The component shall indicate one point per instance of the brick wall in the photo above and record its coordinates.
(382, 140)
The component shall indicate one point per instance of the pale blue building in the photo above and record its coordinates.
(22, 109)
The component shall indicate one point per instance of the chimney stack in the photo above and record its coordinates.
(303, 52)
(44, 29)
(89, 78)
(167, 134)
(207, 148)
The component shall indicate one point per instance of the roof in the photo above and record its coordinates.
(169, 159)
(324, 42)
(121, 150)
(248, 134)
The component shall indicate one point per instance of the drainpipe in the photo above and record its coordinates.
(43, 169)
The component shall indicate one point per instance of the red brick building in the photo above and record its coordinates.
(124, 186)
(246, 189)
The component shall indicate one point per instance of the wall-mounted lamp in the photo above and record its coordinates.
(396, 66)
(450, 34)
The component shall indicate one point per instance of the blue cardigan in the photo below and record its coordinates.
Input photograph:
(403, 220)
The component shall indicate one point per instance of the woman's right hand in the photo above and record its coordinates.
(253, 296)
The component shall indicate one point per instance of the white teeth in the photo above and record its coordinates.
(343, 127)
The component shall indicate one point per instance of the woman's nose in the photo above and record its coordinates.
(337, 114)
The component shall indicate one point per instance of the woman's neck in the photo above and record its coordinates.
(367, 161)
--
__Requirement__
From the line that contains "of the drainpipe" through the last line of the records above, copy every line exactly and leave out the rest.

__Solution__
The component shall indicate one point per instance of the drainpipe in the photo above and record its coordinates.
(43, 169)
The component shall indicate one point per instance of the red brick building in the photo above and record its coordinates.
(124, 186)
(246, 189)
The component shall indicate one point per instance of the wall-mounted lamp in the photo above and record its coordinates.
(396, 66)
(450, 34)
The component shall indicate one point per instance of the blue cardigan in the photo below and record its coordinates.
Input photograph:
(403, 220)
The component shall indicate one point per instance of the woman's right hand in the photo above and record its coordinates.
(253, 296)
The component shall indicate one point per instance of the white teeth in the photo above and record its coordinates.
(343, 127)
The component shall indicate one point per instance of the woman's nose in the photo above and record its coordinates.
(337, 114)
The component shall indicate one point per instance of the woman's neck in the photo above and record its coordinates.
(367, 161)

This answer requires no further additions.